Direction:
Rewrite the stretch of the rock shear passage from "The contour map" through "0.5 mm/min; (d) 1.0 mm/min.", swapping "contour map" for "color map".

At shear rates of 0.5 mm/min and 1.0 mm/min, almost no AE signals are detected, and the AE signal enters the quiet period. Notably, during this stage, the resistivity ratio continues to decrease, indicating localized damage inside the rock. Due to the presence of natural voids and fractures, rock is a typically heterogeneous material. Under loading, stress is initially concentrated at these microstructural defects, such as pores and cracks, leading to the initiation of localized damage or failure. At the scale of the entire specimen, the locations of these localized damages appear to be diffusely distributed, owing to the dispersed nature of pre-existing micro-defects within the rock.This facilitates the formation of new water-film-based conductive pathways, enhancing the overall electrical conductivity of the rock and thereby causing a decline in resistivity.

Figure 8 presents the strain maps recorded by DIC at different shear rates. Taking the A characteristic point on the stress-time curve (approximately 60% of the peak stress) as an example, it is observed that as the shear rate increases, strain localization becomes more pronounced. At a shear rate of 0.1 mm/min, the strain localization band is narrow and has not yet formed a through-going band (Fig. 8a), while at 1.0 mm/min, the strain localization band is significantly wider and has formed a continuous localized strain band (Fig. 8d). This indicates that with increasing shear rate, internal strain accumulation in the rock becomes more significant, leading to earlier brittle and sudden failure. It is important to note that during this period, AE signals remain in the quiet phase (Fig. 7c, d), making it difficult to predict the development of internal rock damage. However, the resistivity consistently decreases with the development of the strain localization band, effectively reflecting the gradual internal damage of the rock. This is significant for compensating for the inability of AE signals to capture internal damage during the quiet phase.

Fig. 8

The contour map of the global strain field distribution corresponding to point A during the loading process at different shear rates: (a) 0.1 mm/min; (b) 0.2 mm/min; (c) 0.5 mm/min; (d) 1.0 mm/min.

Data entries:
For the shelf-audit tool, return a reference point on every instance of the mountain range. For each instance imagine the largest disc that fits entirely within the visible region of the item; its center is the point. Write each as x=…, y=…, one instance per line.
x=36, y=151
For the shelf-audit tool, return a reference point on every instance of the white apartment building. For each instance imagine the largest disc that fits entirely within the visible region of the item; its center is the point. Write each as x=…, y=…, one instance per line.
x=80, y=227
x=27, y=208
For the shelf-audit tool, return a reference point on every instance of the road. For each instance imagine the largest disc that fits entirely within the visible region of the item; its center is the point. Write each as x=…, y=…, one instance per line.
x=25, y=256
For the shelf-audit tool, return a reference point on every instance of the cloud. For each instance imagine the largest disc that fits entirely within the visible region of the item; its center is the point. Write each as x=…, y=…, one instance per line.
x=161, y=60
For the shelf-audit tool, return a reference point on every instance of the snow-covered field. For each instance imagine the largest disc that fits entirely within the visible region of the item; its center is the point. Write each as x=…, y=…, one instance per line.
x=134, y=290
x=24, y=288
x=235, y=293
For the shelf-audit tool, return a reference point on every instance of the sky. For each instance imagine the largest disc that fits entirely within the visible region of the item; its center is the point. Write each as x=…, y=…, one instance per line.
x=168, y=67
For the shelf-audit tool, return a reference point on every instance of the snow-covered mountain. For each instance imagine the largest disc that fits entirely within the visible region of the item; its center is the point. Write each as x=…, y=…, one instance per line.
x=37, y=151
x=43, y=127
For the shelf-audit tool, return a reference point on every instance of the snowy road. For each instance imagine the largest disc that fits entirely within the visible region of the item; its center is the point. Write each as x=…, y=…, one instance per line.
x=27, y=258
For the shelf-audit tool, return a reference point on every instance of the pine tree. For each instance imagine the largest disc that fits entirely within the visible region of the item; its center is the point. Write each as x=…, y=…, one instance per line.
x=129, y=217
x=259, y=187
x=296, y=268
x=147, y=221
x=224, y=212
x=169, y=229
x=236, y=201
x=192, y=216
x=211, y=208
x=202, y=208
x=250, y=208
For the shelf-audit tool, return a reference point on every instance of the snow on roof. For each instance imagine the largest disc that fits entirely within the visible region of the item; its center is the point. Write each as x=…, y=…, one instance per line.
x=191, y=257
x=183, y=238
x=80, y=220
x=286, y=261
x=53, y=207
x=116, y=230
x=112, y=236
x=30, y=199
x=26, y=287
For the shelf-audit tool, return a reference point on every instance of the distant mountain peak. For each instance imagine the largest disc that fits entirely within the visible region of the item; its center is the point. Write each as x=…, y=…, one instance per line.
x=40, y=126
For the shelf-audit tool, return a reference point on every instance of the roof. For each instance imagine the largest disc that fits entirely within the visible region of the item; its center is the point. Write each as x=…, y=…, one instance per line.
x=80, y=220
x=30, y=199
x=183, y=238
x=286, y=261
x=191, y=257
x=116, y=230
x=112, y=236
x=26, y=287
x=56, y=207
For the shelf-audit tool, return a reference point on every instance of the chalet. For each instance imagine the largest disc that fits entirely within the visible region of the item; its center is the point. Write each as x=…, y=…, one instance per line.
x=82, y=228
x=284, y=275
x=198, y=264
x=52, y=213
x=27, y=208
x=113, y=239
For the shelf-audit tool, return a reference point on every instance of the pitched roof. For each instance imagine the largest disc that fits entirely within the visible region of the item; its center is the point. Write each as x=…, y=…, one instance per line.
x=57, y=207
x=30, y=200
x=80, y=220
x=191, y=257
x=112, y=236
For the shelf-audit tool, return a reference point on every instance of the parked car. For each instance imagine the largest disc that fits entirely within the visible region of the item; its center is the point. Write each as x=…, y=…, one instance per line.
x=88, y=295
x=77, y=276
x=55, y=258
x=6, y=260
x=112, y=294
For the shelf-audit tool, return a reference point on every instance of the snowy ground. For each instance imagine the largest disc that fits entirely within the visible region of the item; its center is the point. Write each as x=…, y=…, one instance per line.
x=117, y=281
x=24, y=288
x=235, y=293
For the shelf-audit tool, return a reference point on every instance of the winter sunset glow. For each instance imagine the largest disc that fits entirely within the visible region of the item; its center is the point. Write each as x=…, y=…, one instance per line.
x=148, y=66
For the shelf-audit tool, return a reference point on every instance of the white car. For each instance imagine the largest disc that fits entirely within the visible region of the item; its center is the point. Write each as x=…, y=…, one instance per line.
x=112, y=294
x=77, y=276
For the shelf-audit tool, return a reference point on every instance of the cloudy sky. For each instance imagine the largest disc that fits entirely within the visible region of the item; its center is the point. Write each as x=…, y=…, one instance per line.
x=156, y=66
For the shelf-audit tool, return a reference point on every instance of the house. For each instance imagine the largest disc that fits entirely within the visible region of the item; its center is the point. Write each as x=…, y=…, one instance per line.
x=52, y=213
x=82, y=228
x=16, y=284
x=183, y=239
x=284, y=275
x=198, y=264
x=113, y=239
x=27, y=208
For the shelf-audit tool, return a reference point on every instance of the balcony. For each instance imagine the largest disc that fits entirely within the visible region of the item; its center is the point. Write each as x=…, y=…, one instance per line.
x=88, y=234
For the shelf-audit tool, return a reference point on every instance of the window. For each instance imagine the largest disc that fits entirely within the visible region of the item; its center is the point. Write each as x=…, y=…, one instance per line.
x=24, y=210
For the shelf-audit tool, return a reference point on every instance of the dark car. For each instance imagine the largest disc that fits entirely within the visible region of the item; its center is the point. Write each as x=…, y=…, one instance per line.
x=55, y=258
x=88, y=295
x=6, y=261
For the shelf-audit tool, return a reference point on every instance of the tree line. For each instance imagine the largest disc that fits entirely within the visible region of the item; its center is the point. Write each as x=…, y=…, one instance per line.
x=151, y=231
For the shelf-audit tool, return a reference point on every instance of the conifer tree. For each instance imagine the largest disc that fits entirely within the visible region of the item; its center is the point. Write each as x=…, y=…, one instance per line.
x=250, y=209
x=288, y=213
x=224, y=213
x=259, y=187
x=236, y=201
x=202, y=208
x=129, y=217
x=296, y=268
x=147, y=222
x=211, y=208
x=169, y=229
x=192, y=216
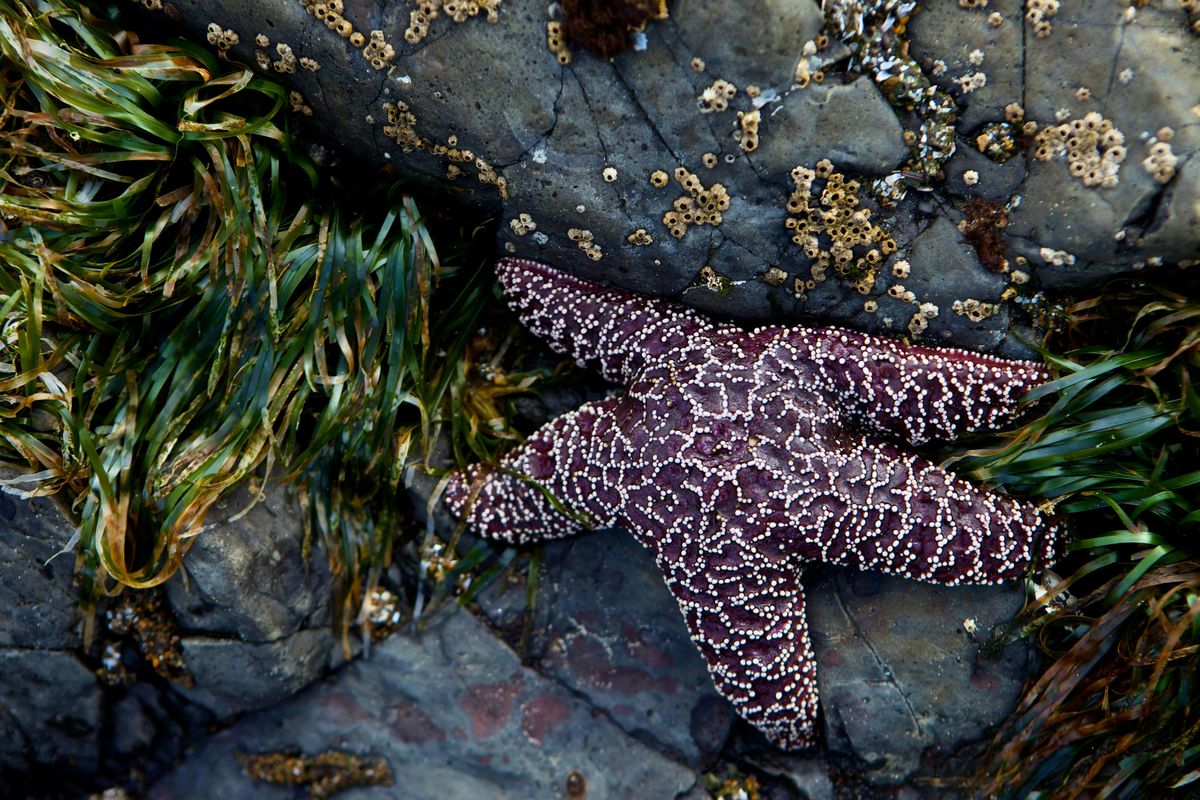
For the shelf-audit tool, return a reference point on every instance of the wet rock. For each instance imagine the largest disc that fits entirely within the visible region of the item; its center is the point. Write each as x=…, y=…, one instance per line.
x=49, y=701
x=36, y=590
x=235, y=677
x=455, y=715
x=852, y=125
x=253, y=617
x=946, y=269
x=607, y=629
x=576, y=145
x=49, y=711
x=899, y=673
x=1139, y=68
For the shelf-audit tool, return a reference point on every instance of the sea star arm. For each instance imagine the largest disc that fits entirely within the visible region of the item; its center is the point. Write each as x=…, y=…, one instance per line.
x=864, y=504
x=550, y=487
x=617, y=330
x=745, y=612
x=912, y=392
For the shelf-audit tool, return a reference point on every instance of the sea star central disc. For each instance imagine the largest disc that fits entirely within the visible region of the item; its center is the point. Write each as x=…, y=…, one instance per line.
x=738, y=457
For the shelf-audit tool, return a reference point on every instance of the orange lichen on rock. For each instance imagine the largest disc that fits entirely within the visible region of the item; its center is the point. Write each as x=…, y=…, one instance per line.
x=604, y=26
x=325, y=774
x=456, y=10
x=1092, y=145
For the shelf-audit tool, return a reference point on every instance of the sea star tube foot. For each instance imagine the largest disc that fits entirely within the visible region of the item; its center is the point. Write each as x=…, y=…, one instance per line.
x=741, y=456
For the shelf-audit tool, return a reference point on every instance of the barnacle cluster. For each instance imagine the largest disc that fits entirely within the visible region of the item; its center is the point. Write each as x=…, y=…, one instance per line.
x=699, y=206
x=713, y=281
x=1161, y=160
x=222, y=38
x=748, y=130
x=1039, y=12
x=828, y=224
x=997, y=140
x=324, y=774
x=456, y=10
x=486, y=173
x=522, y=224
x=557, y=42
x=1092, y=145
x=641, y=238
x=287, y=60
x=717, y=97
x=298, y=104
x=873, y=29
x=586, y=241
x=401, y=126
x=975, y=310
x=375, y=48
x=919, y=320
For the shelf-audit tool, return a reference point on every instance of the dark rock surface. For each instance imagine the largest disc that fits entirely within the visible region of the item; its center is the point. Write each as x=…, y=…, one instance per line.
x=36, y=593
x=49, y=711
x=253, y=620
x=607, y=629
x=1080, y=67
x=49, y=701
x=456, y=716
x=255, y=614
x=577, y=144
x=899, y=672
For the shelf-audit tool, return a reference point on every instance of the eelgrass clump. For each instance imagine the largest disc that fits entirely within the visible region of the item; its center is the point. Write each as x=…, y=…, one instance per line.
x=183, y=308
x=1115, y=713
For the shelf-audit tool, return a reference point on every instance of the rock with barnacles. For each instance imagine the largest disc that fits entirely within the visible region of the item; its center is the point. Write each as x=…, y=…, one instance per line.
x=652, y=144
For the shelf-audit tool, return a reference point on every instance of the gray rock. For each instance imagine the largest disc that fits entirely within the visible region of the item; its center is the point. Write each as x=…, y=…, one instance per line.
x=49, y=702
x=852, y=125
x=247, y=578
x=37, y=591
x=455, y=715
x=946, y=269
x=235, y=677
x=552, y=131
x=49, y=711
x=607, y=629
x=255, y=613
x=898, y=672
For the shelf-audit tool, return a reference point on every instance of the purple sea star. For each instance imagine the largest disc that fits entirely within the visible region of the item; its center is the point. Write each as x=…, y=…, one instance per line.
x=738, y=457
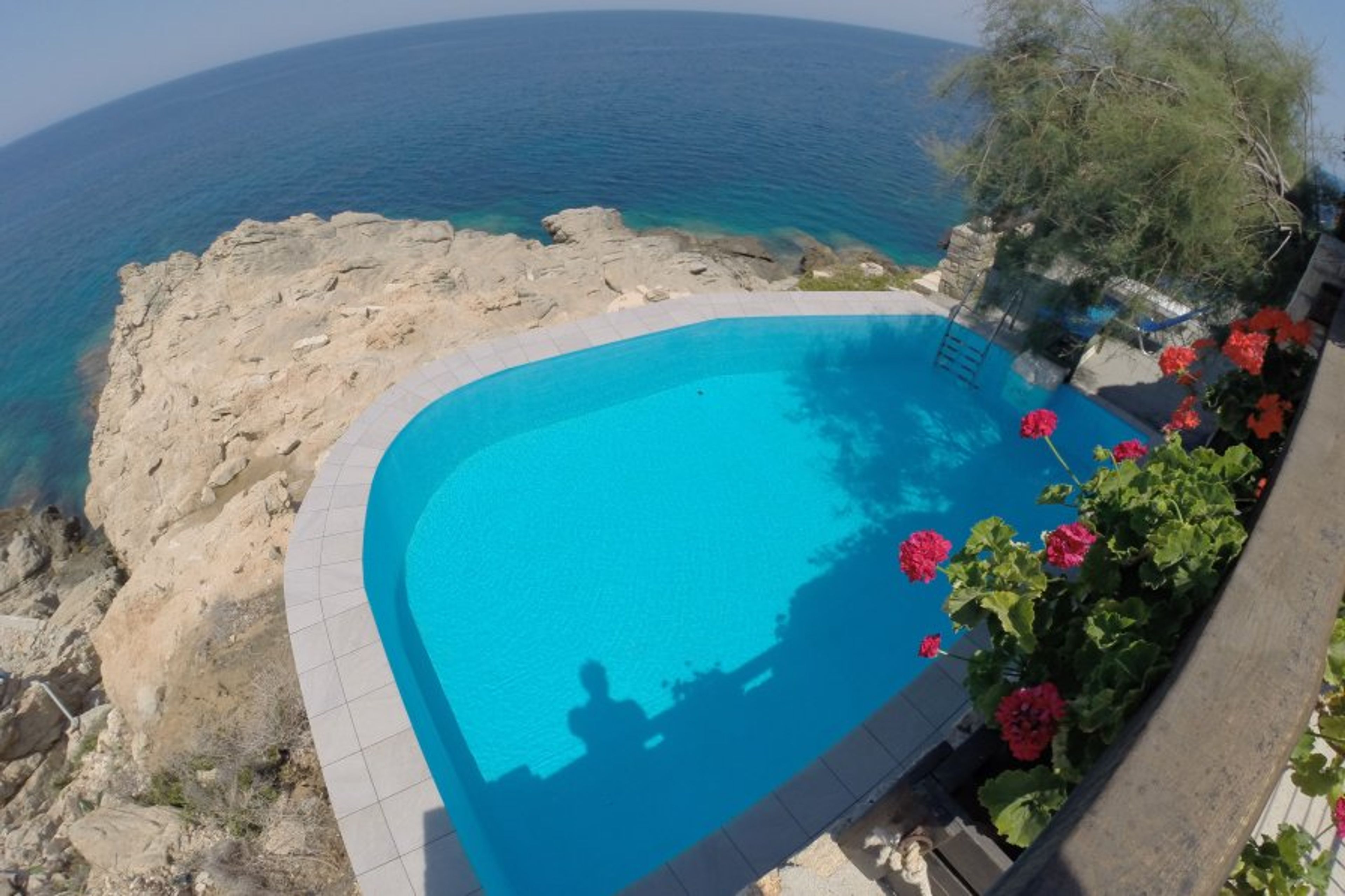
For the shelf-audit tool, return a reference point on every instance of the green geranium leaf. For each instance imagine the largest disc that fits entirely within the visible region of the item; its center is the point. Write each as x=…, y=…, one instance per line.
x=1016, y=614
x=1332, y=728
x=1021, y=804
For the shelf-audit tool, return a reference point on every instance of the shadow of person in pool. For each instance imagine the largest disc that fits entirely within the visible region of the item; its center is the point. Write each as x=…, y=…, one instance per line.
x=606, y=725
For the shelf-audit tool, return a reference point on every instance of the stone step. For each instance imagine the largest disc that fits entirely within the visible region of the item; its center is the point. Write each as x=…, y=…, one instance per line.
x=929, y=284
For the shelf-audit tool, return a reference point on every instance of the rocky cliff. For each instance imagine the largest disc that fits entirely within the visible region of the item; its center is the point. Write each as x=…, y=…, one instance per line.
x=230, y=375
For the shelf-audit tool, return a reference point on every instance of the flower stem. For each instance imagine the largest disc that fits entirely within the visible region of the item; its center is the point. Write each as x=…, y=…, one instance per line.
x=1056, y=452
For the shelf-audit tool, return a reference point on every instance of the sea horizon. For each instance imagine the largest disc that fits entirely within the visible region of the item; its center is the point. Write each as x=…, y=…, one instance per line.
x=712, y=123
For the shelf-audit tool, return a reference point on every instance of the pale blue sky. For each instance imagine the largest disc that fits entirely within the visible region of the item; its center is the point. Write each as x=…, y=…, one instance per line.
x=62, y=57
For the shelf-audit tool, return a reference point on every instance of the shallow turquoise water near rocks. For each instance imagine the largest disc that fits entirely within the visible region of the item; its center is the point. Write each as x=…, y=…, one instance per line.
x=629, y=592
x=736, y=124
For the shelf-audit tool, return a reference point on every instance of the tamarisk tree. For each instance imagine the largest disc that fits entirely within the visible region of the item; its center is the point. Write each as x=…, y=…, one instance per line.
x=1159, y=139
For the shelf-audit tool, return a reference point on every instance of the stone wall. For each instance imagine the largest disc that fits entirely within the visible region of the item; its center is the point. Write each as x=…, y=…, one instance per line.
x=972, y=249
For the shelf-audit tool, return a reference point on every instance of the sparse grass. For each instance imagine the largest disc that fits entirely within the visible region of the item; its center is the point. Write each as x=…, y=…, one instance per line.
x=243, y=766
x=853, y=279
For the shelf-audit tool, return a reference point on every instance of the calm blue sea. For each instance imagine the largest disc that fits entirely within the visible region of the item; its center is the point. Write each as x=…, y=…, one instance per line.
x=717, y=123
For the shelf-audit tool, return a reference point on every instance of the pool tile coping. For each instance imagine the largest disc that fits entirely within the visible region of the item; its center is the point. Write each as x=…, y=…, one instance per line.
x=377, y=777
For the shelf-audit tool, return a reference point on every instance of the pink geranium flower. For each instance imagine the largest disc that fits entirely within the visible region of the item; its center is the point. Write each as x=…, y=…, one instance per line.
x=1068, y=546
x=1039, y=424
x=1029, y=717
x=1129, y=450
x=922, y=554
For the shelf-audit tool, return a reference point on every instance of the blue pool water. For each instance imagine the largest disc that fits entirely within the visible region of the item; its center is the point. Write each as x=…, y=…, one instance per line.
x=630, y=591
x=722, y=123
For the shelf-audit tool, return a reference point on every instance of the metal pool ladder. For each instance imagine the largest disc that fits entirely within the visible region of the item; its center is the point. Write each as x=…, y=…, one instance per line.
x=958, y=354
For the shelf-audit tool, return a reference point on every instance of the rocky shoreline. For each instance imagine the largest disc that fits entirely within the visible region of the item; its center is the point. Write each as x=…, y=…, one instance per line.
x=192, y=769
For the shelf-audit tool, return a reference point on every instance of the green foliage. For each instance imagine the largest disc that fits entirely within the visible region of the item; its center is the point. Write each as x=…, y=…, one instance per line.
x=1286, y=372
x=1159, y=140
x=1023, y=802
x=1105, y=634
x=1289, y=864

Task output:
The color map of the global strain field distribution corresponding to point A during the loading process at different shear rates: (a) 0.1 mm/min; (b) 0.2 mm/min; (c) 0.5 mm/min; (d) 1.0 mm/min.